Task goal
Copy every line of the data exactly, leaving nothing out.
begin Task input
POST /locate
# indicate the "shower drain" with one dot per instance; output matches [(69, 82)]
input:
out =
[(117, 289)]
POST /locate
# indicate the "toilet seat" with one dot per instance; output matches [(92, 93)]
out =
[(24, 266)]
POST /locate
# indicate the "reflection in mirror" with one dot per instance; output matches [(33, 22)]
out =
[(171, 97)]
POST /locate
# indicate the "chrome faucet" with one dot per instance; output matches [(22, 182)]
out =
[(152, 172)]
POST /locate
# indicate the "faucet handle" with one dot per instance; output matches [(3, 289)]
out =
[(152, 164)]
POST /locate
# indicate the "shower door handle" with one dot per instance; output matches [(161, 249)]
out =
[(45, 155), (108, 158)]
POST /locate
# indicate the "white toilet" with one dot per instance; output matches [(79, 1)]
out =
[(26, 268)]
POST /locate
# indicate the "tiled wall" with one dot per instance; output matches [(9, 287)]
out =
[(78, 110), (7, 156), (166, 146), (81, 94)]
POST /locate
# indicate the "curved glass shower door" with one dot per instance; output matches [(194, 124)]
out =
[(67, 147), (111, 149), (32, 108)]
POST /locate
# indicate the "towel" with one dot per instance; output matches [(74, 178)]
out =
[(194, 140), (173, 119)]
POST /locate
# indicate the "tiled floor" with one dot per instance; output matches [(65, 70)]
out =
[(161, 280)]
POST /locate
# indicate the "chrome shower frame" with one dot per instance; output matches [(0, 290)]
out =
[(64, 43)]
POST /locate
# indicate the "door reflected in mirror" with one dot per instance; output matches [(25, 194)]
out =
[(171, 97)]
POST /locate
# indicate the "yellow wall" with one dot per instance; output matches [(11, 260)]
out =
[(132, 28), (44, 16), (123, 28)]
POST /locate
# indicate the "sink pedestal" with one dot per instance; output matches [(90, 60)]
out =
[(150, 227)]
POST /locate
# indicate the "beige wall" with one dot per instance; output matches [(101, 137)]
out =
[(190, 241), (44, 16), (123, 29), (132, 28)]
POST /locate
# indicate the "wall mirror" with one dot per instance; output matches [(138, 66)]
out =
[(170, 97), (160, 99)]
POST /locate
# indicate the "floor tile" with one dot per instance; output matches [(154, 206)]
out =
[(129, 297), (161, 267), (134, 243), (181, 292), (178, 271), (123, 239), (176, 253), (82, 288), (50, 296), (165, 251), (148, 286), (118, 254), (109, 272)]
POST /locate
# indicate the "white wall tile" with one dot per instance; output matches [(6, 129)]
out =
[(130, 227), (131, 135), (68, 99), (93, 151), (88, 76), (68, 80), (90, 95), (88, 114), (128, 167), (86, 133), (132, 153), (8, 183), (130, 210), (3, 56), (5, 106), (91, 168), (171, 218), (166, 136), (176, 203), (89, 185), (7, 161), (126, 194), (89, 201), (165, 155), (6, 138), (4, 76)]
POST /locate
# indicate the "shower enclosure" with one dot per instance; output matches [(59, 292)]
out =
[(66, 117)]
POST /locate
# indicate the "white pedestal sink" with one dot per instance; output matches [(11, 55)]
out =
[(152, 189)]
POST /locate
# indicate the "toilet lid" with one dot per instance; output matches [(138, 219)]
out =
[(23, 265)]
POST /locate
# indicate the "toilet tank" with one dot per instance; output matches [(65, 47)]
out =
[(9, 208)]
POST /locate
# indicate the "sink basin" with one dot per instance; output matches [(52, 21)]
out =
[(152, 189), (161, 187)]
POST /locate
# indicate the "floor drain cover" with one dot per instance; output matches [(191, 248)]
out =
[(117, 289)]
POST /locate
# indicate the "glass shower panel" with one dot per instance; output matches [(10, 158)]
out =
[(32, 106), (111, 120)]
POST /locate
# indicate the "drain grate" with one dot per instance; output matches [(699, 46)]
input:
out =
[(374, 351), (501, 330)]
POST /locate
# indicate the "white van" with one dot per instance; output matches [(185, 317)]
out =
end Task input
Written answer
POST /locate
# indicate the "shower drain" with one dot per instance; output matches [(69, 82)]
input:
out =
[(117, 289)]
POST /locate
# indicate the "toilet seat" with one dot per instance; output matches [(92, 93)]
out =
[(24, 266)]
POST /locate
# indicate the "reflection in mirror" with one dot per instance; output matches [(33, 22)]
out =
[(171, 97)]
POST /locate
# indicate the "chrome faucet" with one dot per instance; output matches [(22, 182)]
out =
[(152, 172)]
POST /locate
# indicate the "faucet handle" with one dot per instance; output matches [(3, 289)]
out =
[(152, 164)]
POST /locate
# indicate the "shower door handle" with one dot per instance; output matches [(161, 249)]
out =
[(45, 155), (108, 158)]
POST /locate
# indicate the "white toilet" with one dot per instance; output matches [(79, 1)]
out =
[(26, 268)]
POST /locate
# indicate the "tiled wall" with one dot per instance; output matches [(9, 287)]
out =
[(78, 110), (7, 156), (166, 146), (81, 94)]
POST /locate
# indicate the "curved glass shower door" with one dot per instance; output matches [(194, 124)]
out =
[(67, 147), (111, 149), (32, 108)]
POST /locate
# indicate the "towel" with one dot per instance; output matches [(74, 178)]
out =
[(194, 140), (173, 119)]
POST /locate
# indicate the "tiled floor" with one dot per instance; output matches [(65, 70)]
out =
[(161, 280)]
POST /locate
# indicate the "chrome shower frame" with one dot per instance; output matches [(0, 290)]
out =
[(64, 43)]
POST /locate
# indicate the "door reflected in mirror" with one dot per instance; output matches [(25, 194)]
out =
[(171, 97)]
POST /locate
# indicate the "yellow wall" with one dot per instance; output matches [(11, 260)]
out =
[(132, 28), (44, 16), (123, 28)]
POST /locate
# indicate the "sink pedestal" with one dot per instance; output matches [(90, 60)]
out =
[(150, 227)]
POST /locate
# indicate the "beige wall" with one dot per instance; output matches [(101, 137)]
out =
[(190, 241), (44, 16), (123, 29), (132, 28)]
POST /locate
# indicate the "wall mirror" with one dot per instance; output matches [(138, 66)]
out =
[(170, 97), (160, 99)]
POST /locate
# indicate the "floor tile" with one dot per instance; output matches [(154, 206)]
out =
[(129, 297), (161, 267), (134, 243), (181, 292), (178, 271), (123, 239), (176, 253), (82, 288), (50, 296), (165, 251), (148, 286), (118, 254), (109, 272)]
POST /locate
# indicate the "white wall tile" with one dot per instance; output matches [(6, 129)]
out =
[(130, 227), (131, 135), (68, 99), (93, 151), (88, 76), (68, 80), (90, 95), (88, 114), (128, 167), (86, 133), (132, 153), (8, 183), (130, 210), (3, 56), (5, 106), (91, 168), (171, 218), (166, 136), (176, 203), (89, 185), (7, 161), (126, 194), (89, 201), (165, 155), (6, 138), (4, 76)]
POST /locate
# indicate the "shower enclosure" with one dot per instance; output matches [(59, 292)]
out =
[(66, 117)]
POST /locate
# indicate the "white pedestal sink" with one dot per instance; output matches [(11, 55)]
out =
[(152, 189)]
POST /locate
# indicate the "toilet lid" with one dot per instance; output matches [(138, 219)]
out =
[(23, 265)]
POST /locate
# indicate the "toilet tank" with one dot per instance; output matches [(65, 47)]
out =
[(9, 208)]
POST /locate
# indicate the "sink basin" with one dot per instance; output matches [(52, 21)]
out =
[(152, 189), (161, 187)]
POST /locate
# indicate the "floor drain cover" with one dot per instance; output matches [(191, 248)]
out =
[(117, 289)]
POST /locate
# indicate the "glass shower panel" with one dot per instance; output matches [(10, 158)]
out =
[(32, 106), (111, 120)]
POST /locate
# indicate the "drain grate" with one dot per instance; output matches [(699, 46)]
input:
out =
[(374, 351), (501, 330)]
POST /locate
# indicate the "white van" with one dot per instance; output matches [(185, 317)]
out =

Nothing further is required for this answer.